Entries shown>
__________________________________________________

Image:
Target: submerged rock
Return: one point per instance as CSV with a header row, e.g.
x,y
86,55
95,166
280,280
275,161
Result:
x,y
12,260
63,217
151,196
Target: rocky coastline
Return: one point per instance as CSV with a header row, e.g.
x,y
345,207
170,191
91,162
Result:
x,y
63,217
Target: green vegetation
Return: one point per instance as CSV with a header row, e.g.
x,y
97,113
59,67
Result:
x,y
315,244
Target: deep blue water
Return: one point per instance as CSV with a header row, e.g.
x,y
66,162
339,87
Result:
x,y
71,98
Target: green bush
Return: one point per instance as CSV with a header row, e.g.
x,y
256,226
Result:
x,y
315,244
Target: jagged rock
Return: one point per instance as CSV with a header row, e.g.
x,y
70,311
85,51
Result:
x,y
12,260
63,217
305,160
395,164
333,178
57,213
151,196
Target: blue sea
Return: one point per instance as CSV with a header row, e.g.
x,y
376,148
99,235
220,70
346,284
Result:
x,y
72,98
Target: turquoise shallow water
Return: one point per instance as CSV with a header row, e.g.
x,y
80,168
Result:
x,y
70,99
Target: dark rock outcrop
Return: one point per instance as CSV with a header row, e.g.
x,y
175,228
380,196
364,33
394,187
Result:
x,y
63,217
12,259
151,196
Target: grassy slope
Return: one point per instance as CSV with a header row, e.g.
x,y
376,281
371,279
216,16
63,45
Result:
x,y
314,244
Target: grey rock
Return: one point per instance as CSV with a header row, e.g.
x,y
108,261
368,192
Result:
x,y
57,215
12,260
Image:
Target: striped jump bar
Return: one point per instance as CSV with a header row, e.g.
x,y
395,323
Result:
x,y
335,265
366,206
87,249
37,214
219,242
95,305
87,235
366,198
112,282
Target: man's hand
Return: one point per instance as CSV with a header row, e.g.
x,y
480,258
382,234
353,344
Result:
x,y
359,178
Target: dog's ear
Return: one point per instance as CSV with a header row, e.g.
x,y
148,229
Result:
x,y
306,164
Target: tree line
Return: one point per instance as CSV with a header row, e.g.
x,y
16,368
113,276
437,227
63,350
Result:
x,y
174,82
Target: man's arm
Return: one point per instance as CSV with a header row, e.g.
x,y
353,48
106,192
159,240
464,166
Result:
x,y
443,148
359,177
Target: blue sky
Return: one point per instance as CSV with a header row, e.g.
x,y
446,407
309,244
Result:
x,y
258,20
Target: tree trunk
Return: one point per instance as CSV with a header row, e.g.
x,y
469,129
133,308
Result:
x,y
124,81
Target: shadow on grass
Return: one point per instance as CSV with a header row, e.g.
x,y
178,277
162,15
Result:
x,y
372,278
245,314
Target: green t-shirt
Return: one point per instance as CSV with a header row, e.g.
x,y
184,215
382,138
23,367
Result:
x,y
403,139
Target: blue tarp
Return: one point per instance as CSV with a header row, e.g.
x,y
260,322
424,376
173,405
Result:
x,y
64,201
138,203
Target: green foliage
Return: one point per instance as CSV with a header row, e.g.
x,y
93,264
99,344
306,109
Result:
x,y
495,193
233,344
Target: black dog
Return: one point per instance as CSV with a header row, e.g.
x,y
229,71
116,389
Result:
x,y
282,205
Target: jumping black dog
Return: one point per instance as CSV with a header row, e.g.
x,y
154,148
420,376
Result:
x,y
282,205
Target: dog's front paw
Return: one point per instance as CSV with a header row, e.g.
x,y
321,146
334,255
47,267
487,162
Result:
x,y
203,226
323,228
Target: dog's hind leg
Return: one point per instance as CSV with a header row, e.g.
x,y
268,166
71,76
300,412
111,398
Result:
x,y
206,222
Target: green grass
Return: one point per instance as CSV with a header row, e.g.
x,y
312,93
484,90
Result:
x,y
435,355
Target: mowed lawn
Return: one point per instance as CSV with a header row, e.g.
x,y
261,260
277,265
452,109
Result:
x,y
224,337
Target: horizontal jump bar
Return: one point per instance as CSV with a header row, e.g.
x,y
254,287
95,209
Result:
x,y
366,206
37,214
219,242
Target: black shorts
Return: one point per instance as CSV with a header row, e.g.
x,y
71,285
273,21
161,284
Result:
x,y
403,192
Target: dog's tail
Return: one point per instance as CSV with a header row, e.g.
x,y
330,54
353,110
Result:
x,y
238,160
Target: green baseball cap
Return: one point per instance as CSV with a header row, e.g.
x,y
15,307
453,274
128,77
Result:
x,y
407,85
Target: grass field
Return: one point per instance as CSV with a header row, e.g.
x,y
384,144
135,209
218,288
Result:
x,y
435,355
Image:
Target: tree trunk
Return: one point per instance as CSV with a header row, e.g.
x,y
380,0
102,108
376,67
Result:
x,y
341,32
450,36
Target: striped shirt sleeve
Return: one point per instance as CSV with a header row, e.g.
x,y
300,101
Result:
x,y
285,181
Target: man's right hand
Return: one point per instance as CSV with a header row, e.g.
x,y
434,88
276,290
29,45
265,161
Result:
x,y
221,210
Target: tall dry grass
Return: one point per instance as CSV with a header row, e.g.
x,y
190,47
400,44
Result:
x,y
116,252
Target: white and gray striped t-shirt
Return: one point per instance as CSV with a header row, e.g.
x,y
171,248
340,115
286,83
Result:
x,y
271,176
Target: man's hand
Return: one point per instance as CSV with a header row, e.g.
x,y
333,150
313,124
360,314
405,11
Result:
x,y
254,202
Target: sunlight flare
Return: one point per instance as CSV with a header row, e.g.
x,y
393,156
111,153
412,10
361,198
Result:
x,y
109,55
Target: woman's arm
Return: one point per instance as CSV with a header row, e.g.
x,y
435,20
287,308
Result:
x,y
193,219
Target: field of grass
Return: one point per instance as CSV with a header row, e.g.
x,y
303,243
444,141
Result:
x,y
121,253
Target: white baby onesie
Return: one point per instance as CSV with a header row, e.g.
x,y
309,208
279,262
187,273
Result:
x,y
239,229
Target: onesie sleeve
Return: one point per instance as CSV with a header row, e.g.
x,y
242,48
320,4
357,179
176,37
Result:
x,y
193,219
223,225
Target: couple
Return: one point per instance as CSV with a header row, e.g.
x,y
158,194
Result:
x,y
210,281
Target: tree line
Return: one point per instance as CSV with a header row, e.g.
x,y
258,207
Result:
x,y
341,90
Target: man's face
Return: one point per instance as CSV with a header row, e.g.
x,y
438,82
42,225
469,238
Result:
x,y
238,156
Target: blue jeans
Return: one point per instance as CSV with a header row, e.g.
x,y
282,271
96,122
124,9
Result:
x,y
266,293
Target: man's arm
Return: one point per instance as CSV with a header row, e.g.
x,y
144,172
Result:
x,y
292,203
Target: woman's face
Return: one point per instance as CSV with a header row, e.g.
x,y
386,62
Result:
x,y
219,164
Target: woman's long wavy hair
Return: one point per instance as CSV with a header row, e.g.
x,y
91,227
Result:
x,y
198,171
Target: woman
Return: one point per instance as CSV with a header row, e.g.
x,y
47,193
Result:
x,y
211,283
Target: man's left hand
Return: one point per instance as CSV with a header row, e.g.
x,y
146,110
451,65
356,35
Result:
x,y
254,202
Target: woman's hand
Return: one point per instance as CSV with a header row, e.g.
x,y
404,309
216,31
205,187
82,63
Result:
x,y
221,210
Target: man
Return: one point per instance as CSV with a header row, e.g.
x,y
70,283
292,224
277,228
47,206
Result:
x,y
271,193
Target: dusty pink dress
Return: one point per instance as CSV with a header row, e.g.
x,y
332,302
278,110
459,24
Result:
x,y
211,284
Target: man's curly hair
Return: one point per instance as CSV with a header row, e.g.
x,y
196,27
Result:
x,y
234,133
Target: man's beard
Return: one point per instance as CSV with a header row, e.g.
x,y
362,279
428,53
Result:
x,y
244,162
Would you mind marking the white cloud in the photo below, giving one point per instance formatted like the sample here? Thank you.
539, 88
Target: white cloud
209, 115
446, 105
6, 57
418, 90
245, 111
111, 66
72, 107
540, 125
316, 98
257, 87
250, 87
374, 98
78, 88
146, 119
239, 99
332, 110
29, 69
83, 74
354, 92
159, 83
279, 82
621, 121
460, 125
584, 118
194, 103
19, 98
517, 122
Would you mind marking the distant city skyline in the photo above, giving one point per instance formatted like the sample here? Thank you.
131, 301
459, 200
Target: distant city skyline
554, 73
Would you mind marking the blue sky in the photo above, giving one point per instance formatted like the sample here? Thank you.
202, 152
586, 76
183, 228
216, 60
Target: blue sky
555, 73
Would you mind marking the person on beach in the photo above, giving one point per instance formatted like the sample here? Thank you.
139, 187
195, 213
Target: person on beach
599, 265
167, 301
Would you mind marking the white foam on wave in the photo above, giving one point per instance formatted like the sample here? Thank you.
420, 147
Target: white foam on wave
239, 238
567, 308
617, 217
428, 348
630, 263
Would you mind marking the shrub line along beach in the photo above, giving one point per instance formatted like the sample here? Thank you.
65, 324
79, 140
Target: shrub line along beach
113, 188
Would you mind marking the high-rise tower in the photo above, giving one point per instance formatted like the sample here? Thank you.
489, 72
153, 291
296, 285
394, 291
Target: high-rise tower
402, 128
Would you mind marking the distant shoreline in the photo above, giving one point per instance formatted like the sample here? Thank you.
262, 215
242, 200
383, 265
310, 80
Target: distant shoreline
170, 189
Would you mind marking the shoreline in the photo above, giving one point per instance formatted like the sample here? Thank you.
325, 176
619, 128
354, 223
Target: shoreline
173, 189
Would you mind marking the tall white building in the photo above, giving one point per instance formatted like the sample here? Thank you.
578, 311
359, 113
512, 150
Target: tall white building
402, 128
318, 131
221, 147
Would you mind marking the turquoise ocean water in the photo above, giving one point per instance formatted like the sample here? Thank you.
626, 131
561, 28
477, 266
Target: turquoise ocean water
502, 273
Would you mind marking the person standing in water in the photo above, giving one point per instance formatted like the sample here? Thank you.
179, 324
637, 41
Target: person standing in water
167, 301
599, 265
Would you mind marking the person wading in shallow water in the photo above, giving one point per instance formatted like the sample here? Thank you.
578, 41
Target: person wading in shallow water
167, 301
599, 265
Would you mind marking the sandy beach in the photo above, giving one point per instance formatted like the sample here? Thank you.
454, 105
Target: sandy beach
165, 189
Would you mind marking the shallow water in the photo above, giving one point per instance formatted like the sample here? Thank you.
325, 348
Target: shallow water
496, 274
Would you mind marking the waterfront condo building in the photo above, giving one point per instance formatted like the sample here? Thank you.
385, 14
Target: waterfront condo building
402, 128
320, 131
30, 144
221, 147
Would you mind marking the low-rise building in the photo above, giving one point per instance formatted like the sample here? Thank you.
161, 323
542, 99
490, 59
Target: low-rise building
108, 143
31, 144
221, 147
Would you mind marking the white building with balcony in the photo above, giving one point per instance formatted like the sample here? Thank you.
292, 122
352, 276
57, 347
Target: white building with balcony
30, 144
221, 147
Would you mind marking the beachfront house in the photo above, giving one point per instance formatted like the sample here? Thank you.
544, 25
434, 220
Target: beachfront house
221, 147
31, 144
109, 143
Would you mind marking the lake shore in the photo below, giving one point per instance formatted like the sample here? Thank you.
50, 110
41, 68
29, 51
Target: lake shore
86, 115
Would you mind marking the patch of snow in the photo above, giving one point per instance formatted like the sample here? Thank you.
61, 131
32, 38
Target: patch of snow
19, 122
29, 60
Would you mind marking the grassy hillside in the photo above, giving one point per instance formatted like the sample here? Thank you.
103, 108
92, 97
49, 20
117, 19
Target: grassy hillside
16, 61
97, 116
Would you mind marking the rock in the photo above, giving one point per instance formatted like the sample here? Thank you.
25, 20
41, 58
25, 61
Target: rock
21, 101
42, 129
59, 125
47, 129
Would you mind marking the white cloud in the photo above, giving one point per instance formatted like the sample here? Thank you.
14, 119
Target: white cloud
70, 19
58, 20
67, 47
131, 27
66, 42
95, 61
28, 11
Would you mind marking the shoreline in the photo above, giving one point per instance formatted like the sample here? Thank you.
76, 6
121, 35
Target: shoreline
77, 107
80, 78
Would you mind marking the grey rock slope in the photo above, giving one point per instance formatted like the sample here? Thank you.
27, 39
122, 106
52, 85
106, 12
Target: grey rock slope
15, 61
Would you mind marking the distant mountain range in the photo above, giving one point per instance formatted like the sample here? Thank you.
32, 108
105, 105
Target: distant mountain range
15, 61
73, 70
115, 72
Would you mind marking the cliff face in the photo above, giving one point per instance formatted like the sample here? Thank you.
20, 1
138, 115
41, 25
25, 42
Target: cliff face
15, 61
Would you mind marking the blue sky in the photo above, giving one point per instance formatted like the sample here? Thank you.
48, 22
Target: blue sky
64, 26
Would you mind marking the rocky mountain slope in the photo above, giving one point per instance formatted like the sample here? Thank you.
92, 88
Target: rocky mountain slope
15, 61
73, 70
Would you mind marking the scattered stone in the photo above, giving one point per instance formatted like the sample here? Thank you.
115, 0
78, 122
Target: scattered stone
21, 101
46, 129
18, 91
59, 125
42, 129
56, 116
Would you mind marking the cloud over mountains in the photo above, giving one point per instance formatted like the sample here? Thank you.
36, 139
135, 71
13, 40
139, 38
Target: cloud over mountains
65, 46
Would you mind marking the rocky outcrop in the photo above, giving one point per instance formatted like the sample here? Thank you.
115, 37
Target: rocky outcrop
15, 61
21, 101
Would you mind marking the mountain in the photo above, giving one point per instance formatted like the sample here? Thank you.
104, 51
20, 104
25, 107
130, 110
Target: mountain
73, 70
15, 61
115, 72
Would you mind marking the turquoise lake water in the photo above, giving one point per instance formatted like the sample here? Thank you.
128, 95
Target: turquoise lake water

__________________________________________________

What is being asked>
Starting at the line that contains "Target: scattered stone", write out every line through the end of the entries, exactly and with nothing added.

Exercise answer>
Target: scattered stone
21, 101
46, 129
18, 91
59, 125
42, 129
56, 116
Would you mind marking the cloud over mountains in the photo above, giving one point per instance formatted like the sample here? Thank you.
36, 139
135, 71
13, 40
139, 38
Target: cloud over mountains
65, 46
Would you mind marking the rocky outcrop in the photo above, giving one point per instance formatted like the sample here? Thank you.
115, 37
Target: rocky outcrop
15, 61
21, 101
Would you mind marking the mountain in the photo above, giving one point per instance formatted like the sample here? Thank you.
104, 51
20, 104
25, 107
130, 110
Target: mountain
73, 70
15, 61
115, 72
Would you mind marking the turquoise lake water in the photo above, giving one point per instance formatted like the sample here? Thank you.
128, 95
Target: turquoise lake water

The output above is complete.